§ **Set task 1**
In the court order, write out the passage starting at "A court may" and ending at "(7th Cir. 1997)).", swapping "extraordinary" for "rare".
§ **Set task 2**
Translate this sentence from the court order into Spanish: "In addition, the Court finds that a certificate of appealability should not issue."

§ **Text to read**
========
United States District Court, S.D. Indiana, Indianapolis Division

February 26, 2019

CHARLES A. BROWN, Petitioner,
v.
UNITED STATES OF AMERICA, Respondent.

          ORDER DENYING MOTION FOR RELIEF PURSUANT TO 28 U.S.C. § 2255 AND DENYING CERTIFICATE OF APPEALABILITY

          SARAH EVANS BARKER, JUDGE

         Charles Brown seeks relief from his sentence pursuant to 28 U.S.C. § 2255 arguing that he does not have sufficient prior convictions to support the enhancement of his sentence under the Armed Career Criminal Act (ACCA), 18 U.S.C. § 924(e). For the reasons discussed below, Brown's motion must be denied, and the action dismissed with prejudice. In addition, the Court finds that a certificate of appealability should not issue.

         I. The § 2255 Motion

          A court may grant relief from a federal conviction or sentence pursuant to § 2255 “upon the ground that the sentence was imposed in violation of the Constitution or laws of the United States, or that the court was without jurisdiction to impose such sentence, or that the sentence was in excess of the maximum authorized by law, or is otherwise subject to collateral attack.” 28 U.S.C. § 2255(a). “Relief under this statute is available only in extraordinary situations, such as an error of constitutional or jurisdictional magnitude or where a fundamental defect has occurred which results in a complete miscarriage of justice.” Blake v. United States, 723 F.3d 870, 878-79 (7th Cir. 2013) (citing Prewitt v. United States, 83 F.3d 812, 816 (7th Cir. 1996); Barnickel v. United States, 113 F.3d 704, 705 (7th Cir. 1997)).
========
§ **Raw data**

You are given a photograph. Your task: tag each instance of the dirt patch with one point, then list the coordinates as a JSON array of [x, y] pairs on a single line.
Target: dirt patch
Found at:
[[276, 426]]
========
§ **Reply 1**
A court may grant relief from a federal conviction or sentence pursuant to § 2255 “upon the ground that the sentence was imposed in violation of the Constitution or laws of the United States, or that the court was without jurisdiction to impose such sentence, or that the sentence was in excess of the maximum authorized by law, or is otherwise subject to collateral attack.” 28 U.S.C. § 2255(a). “Relief under this statute is available only in rare situations, such as an error of constitutional or jurisdictional magnitude or where a fundamental defect has occurred which results in a complete miscarriage of justice.” Blake v. United States, 723 F.3d 870, 878-79 (7th Cir. 2013) (citing Prewitt v. United States, 83 F.3d 812, 816 (7th Cir. 1996); Barnickel v. United States, 113 F.3d 704, 705 (7th Cir. 1997)).

§ **Reply 2**
Además, el Tribunal determina que no debe expedirse un certificado de apelabilidad.